▶ **Exercise**
Each line holding the string "black" is to be copied from the data.

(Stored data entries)
# # # # # # #
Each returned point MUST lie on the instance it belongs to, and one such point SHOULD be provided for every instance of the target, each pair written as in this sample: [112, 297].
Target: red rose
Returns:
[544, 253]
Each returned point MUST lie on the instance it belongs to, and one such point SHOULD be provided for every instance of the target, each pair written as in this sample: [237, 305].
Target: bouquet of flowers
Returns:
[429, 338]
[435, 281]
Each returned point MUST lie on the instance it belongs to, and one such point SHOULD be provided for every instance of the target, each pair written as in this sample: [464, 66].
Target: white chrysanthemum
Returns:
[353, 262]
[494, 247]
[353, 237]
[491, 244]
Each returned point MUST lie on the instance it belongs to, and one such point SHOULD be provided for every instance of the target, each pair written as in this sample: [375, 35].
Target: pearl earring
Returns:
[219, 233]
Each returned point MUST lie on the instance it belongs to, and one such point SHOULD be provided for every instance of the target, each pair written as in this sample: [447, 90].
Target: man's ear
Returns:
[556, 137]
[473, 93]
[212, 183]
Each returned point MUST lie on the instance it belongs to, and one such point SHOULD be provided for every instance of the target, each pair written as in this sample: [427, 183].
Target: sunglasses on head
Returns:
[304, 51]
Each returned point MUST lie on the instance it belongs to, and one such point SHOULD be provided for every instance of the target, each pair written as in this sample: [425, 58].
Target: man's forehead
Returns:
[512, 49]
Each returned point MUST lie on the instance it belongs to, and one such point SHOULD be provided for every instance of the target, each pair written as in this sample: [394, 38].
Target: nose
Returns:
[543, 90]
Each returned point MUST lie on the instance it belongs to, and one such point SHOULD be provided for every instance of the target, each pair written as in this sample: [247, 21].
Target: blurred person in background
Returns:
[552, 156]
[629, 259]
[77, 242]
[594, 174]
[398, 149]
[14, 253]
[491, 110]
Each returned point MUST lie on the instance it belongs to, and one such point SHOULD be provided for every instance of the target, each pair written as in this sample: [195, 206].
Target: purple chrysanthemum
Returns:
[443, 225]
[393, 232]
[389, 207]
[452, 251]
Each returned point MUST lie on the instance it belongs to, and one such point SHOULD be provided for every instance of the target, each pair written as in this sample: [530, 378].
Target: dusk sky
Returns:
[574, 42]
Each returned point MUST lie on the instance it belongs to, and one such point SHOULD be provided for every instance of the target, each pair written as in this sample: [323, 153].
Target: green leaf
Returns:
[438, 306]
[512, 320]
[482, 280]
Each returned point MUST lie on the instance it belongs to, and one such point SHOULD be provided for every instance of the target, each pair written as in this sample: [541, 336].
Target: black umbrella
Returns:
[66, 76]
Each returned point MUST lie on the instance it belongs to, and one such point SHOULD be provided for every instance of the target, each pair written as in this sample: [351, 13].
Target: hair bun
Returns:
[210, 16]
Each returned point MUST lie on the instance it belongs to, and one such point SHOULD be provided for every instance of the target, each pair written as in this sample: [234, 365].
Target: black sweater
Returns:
# # # # # # #
▶ **Result of the task**
Target: black umbrella
Target: black sweater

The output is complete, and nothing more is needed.